--- Begin Provided entries ---
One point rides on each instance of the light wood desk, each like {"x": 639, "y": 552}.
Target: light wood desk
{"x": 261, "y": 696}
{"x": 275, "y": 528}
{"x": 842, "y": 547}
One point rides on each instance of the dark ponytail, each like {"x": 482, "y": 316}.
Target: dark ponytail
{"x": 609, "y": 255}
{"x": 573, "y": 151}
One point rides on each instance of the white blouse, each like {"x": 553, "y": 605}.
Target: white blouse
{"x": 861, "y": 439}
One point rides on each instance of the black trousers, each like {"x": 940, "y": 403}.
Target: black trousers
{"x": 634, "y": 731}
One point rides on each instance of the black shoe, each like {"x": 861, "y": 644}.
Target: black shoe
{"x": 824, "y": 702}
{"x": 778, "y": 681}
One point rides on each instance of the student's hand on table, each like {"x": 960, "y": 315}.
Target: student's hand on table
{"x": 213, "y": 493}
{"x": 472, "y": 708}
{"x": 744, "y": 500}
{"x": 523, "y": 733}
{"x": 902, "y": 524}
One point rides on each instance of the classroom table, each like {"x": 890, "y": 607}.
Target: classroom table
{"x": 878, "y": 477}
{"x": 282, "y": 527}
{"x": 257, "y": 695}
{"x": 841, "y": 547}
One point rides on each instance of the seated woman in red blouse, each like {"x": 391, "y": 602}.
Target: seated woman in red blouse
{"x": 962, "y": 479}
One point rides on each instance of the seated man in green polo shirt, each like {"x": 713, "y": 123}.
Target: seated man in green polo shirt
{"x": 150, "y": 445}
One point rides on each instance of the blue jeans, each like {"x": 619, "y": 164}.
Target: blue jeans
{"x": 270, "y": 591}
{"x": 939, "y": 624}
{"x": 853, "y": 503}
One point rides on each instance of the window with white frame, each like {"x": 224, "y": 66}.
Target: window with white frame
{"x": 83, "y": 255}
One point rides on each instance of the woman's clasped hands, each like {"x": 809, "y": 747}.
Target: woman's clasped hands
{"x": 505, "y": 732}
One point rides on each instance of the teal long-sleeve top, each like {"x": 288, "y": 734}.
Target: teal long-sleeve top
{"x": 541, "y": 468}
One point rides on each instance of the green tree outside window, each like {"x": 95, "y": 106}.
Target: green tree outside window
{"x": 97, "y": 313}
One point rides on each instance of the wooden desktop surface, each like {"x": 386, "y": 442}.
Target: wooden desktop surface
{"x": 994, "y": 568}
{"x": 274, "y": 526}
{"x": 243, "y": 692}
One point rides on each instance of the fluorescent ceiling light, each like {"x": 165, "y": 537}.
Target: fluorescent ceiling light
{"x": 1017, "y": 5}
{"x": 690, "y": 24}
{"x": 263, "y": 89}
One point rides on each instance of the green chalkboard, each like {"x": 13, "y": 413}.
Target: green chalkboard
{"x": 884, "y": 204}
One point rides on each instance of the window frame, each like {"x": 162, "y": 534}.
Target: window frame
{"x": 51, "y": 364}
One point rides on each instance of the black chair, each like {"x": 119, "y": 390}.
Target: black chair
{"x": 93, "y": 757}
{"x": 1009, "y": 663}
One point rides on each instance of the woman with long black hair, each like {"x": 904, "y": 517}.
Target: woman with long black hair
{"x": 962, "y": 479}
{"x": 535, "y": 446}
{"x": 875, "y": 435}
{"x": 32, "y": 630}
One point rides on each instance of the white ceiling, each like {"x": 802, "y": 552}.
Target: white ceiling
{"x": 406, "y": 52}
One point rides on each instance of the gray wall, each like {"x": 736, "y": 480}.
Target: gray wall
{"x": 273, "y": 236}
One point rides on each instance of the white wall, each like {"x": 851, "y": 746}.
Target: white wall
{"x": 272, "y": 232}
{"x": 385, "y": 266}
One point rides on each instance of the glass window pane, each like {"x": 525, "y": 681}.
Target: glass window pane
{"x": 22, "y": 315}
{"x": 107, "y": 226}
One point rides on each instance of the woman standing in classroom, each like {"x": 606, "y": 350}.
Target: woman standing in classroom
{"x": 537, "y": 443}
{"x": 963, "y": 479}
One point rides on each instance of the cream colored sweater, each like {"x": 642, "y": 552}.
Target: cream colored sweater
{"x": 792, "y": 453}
--- End Provided entries ---
__Goal of the exercise__:
The records above should be returned exactly.

__Response to the exercise__:
One point rides on each instance of the light wood desk, each like {"x": 639, "y": 552}.
Target: light wood desk
{"x": 261, "y": 696}
{"x": 275, "y": 528}
{"x": 842, "y": 547}
One point rides on each instance of the dark ponytail, each like {"x": 482, "y": 316}.
Target: dark ponytail
{"x": 609, "y": 255}
{"x": 573, "y": 151}
One point rides on each instance of the white blouse, each like {"x": 553, "y": 605}.
Target: white blouse
{"x": 861, "y": 439}
One point rides on each instance of the black trousers, each like {"x": 940, "y": 403}.
Target: black trousers
{"x": 634, "y": 731}
One point rides on each instance of the black shoe, each like {"x": 861, "y": 644}.
Target: black shoe
{"x": 824, "y": 702}
{"x": 778, "y": 681}
One point rides on each instance of the student's hand on table, each like {"x": 960, "y": 315}.
Target: student's hand on table
{"x": 213, "y": 493}
{"x": 472, "y": 708}
{"x": 744, "y": 500}
{"x": 523, "y": 733}
{"x": 902, "y": 524}
One point rides on each instance of the classroom table, each like {"x": 890, "y": 607}.
Target: classroom table
{"x": 878, "y": 477}
{"x": 282, "y": 527}
{"x": 257, "y": 695}
{"x": 841, "y": 547}
One point rides on each instance of the seated woman in red blouse, each like {"x": 391, "y": 602}.
Target: seated woman in red blouse
{"x": 962, "y": 479}
One point rides on each instance of the seated man in green polo shirt, each like {"x": 713, "y": 123}.
Target: seated man in green polo shirt
{"x": 150, "y": 445}
One point rides on each instance of the blue jeans, each like {"x": 619, "y": 164}.
Target: blue jeans
{"x": 270, "y": 591}
{"x": 939, "y": 624}
{"x": 853, "y": 503}
One point rides on each instance of the window with white frame, each like {"x": 224, "y": 66}.
Target: window with white frame
{"x": 83, "y": 255}
One point rides on each instance of the woman's clasped hands, each like {"x": 809, "y": 747}.
Target: woman's clasped hands
{"x": 505, "y": 732}
One point rides on each instance of the teal long-sleeve top, each like {"x": 288, "y": 734}.
Target: teal long-sleeve top
{"x": 541, "y": 468}
One point rides on each instance of the green tree outside window, each like {"x": 95, "y": 106}.
Target: green tree outside window
{"x": 97, "y": 313}
One point rides on each instance of the wooden desktop surface, each like {"x": 386, "y": 442}.
Target: wooden desktop surface
{"x": 994, "y": 568}
{"x": 274, "y": 526}
{"x": 243, "y": 692}
One point rides on each instance of the fluorescent ceiling light, each like {"x": 165, "y": 537}.
Target: fluorescent ceiling light
{"x": 1017, "y": 5}
{"x": 690, "y": 24}
{"x": 263, "y": 89}
One point rides on each instance of the green chalkboard, each like {"x": 13, "y": 413}.
Target: green chalkboard
{"x": 884, "y": 204}
One point rides on each instance of the window frame, each like {"x": 162, "y": 534}.
Target: window frame
{"x": 51, "y": 364}
One point rides on each instance of the black chair, each like {"x": 119, "y": 390}.
Target: black chair
{"x": 93, "y": 757}
{"x": 1009, "y": 663}
One point rides on each instance of the woman with long black hair, each like {"x": 904, "y": 517}.
Target: woman with long black hair
{"x": 962, "y": 479}
{"x": 535, "y": 446}
{"x": 875, "y": 435}
{"x": 32, "y": 630}
One point rides on each instance of the white ceiling, each like {"x": 802, "y": 552}.
Target: white ceiling
{"x": 406, "y": 52}
One point rides on each instance of the gray wall, each like {"x": 736, "y": 480}.
Target: gray wall
{"x": 273, "y": 236}
One point rides on each instance of the white wall, each like {"x": 851, "y": 746}.
Target: white wall
{"x": 272, "y": 232}
{"x": 385, "y": 266}
One point rides on each instance of the glass window pane, each like {"x": 525, "y": 681}.
Target: glass window pane
{"x": 22, "y": 315}
{"x": 107, "y": 226}
One point rides on each instance of the woman standing in classroom, each like {"x": 606, "y": 350}.
Target: woman standing in classroom
{"x": 537, "y": 443}
{"x": 963, "y": 479}
One point rides on each instance of the cream colored sweater, each like {"x": 642, "y": 552}.
Target: cream colored sweater
{"x": 792, "y": 453}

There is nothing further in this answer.